### Aim of the exercise
Please count the lines in the records below that contain the string "white", treating uppercase and lowercase as different, and reply with only the number.

---------- Input ----------

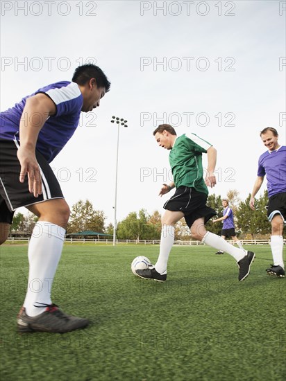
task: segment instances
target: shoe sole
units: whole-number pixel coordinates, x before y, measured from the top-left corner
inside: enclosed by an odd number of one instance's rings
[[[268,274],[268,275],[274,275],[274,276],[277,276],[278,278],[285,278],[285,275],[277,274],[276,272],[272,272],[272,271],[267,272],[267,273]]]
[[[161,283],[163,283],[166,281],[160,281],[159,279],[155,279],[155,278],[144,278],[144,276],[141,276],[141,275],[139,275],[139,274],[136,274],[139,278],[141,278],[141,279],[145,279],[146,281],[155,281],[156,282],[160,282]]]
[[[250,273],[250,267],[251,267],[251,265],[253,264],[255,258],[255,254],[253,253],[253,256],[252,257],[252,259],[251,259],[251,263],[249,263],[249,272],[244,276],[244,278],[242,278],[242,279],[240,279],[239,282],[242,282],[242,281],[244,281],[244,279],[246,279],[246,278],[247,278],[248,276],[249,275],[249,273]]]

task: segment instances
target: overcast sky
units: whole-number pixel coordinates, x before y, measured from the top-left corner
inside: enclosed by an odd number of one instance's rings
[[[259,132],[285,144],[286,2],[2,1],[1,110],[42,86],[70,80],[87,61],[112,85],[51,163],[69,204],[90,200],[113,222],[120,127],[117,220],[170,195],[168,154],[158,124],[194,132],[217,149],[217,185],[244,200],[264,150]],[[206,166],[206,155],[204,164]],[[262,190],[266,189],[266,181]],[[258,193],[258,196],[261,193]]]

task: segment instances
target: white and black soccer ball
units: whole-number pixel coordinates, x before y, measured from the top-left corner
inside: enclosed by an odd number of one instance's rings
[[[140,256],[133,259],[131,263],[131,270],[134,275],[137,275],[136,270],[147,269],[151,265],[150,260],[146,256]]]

----------
---------- Input ----------

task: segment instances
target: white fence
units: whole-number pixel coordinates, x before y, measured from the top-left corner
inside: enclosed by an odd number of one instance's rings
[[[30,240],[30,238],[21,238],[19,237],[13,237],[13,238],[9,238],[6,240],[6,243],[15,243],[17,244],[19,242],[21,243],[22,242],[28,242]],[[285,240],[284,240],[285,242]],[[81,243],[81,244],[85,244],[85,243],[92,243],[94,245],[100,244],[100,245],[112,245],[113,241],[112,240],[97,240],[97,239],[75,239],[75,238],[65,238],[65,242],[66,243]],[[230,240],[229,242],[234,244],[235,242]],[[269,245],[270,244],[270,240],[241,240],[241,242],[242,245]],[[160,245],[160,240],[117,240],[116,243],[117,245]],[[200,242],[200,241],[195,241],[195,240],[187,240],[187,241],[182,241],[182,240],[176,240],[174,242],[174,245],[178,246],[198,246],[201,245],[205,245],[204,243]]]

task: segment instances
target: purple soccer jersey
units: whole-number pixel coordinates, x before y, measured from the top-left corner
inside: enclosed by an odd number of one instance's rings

----------

### Task answer
2